------ Task data
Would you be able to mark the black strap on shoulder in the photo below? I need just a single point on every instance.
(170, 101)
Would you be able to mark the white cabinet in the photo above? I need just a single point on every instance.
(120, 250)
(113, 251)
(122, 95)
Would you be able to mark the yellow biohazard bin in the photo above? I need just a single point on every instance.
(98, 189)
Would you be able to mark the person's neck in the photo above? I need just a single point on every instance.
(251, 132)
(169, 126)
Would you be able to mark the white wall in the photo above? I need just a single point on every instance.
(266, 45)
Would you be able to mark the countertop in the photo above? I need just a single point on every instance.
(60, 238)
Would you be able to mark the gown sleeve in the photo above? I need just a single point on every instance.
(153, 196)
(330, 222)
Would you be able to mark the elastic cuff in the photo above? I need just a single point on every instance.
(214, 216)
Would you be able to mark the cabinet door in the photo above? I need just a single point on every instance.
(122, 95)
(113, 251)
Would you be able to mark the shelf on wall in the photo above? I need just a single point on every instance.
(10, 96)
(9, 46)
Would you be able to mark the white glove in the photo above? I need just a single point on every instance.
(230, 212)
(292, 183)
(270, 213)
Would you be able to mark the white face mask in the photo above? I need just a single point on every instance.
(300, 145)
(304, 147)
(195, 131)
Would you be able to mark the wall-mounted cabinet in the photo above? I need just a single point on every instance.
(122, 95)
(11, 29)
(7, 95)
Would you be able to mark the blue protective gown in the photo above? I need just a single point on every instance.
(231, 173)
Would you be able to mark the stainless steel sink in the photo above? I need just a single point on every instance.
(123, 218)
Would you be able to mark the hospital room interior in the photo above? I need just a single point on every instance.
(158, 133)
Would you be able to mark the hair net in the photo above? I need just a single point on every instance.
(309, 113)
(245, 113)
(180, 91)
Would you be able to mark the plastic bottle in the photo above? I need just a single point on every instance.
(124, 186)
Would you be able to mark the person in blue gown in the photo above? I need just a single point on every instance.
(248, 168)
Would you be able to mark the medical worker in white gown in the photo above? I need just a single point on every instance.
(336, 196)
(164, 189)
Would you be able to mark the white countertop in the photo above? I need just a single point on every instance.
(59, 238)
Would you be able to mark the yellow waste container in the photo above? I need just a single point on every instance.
------------
**Problem requirements**.
Set out the records again, exactly as they appear above.

**Reply to the task**.
Would you be able to mark the black strap on shoulder in the photo below? I need just a single point on every instance.
(170, 101)
Would you be able to mark the white cabinet in the photo above? I need just a single point on every instance.
(120, 250)
(113, 251)
(122, 95)
Would you be able to mark the yellow biohazard bin in the photo above? I need just a single point on every instance.
(98, 189)
Would you be able to mark the person's neck in the photo above? I need just a single point on every instance.
(251, 132)
(169, 126)
Would you be able to mark the white wall in the photo above? I need just a single point on every instance.
(266, 45)
Would you be able to mark the countertop in the photo above? I need just a single point on every instance.
(60, 238)
Would you be able to mark the gown sleeve in the photo above? I need just a single point on every instance.
(153, 196)
(330, 222)
Would you be able to mark the elastic cuff in the photo above? I need just a single point on every instance.
(214, 216)
Would you be able to mark the cabinet door in the photo above? I need just a single point on every instance.
(122, 95)
(113, 251)
Would you be able to mark the shelf on wall in the photo above? I need just a single point on every instance.
(10, 96)
(9, 46)
Would you be able to mark the white glove in the photo above? I need just a single point on every instance.
(230, 212)
(292, 183)
(270, 213)
Would you be able to mark the white face mask in the photo above? I need just a single point on every instance.
(300, 145)
(304, 147)
(195, 131)
Would you be able to mark the wall-mounted cabinet in the photo above? I need just a single point on every instance.
(122, 95)
(11, 29)
(7, 95)
Would you be able to mark the blue protective gown in the photo above? I need just a single point on every instance.
(231, 173)
Would you be able to mark the stainless steel sink in the photo above? I need just a single point on every instance.
(123, 218)
Would you be able to mark the hospital room interior in the photo above? I need just a single point on every instance.
(158, 133)
Would you be able to mark the hair net in the photo above? I need just a single point on every instance.
(309, 113)
(245, 113)
(180, 91)
Would you be able to mark the plastic bottle in the photo above? I need just a single point on every instance.
(124, 186)
Would you be able to mark the person in blue gown in the photo above? I need just a single point on every instance.
(248, 168)
Would you be able to mark the medical worker in white gown in the photo above? I need just a single point on every instance.
(336, 196)
(164, 189)
Would you be able to mark the white countertop in the photo above? I need just a single point on every instance.
(59, 238)
Would you be able to mark the yellow waste container in the photo above? I need just a single point on every instance.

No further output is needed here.